**** Passage to read ****

War Trumps Tariffs as the Bigger Threat 

IMF's chief economist warns of a global recession, indicating that the US/Israel-Iran war has created far bigger risks than President Trump's initial wave of steep tariffs a year ago. The World Economic Outlook's most optimistic "reference scenario" assumes a short-lived Middle East conflict and forecasts 3.1% Global GDP growth for 2026, down 0.2 percentage points from its January forecast. Under this scenario, oil prices average USD82 per barrel in 2026, down from above USD100 per barrel for WTI. Excluding the Middle East violence, it would have upgraded growth to 3.4%, due to the continued technology investment boom, lower interest rates, less severe US tariffs and fiscal support in some countries.

Stock markets across Asia Pacific and Europe have rebounded, closing at or near all-time highs as investors moved past fear and refocused on earnings. Last week, US markets reached record highs, with the S&P 500 (7,272.5) and Nasdaq (25,223) up 0.6% and 1.5%, respectively, supported by strong corporate earnings. The large US banks seem to be paving the way for a strong Q1 season. All these against a background of geopolitical uncertainty surrounding the US/Israel – Iran war, with the closure of the Straits of Hormuz pushing up oil prices and pressuring supply chains.

Historically, stock markets lead economic growth by six to nine months. Stocks are expecting oil prices and supply chain pressures to ease off going into 2027. About 11% of non-oil trade and 20% of oil passes through the Straits of Hormuz. In the months to come, alternative routes may be found, and if that happens, the Straits may lose their importance as the World adapts.

****

## Instructions:
(a) In the war and tariffs article, what share of oil passes through the Straits of Hormuz?
(b) Return the stretch of the war and tariffs article from "Historically, stock markets" through "the World adapts.".
Rely only on the war and tariffs article.

**** Data segment ****

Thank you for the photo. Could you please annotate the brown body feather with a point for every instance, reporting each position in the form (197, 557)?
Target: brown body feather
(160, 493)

****

## Full answers:
(a) About 20%.

(b)
Historically, stock markets lead economic growth by six to nine months. Stocks are expecting oil prices and supply chain pressures to ease off going into 2027. About 11% of non-oil trade and 20% of oil passes through the Straits of Hormuz. In the months to come, alternative routes may be found, and if that happens, the Straits may lose their importance as the World adapts.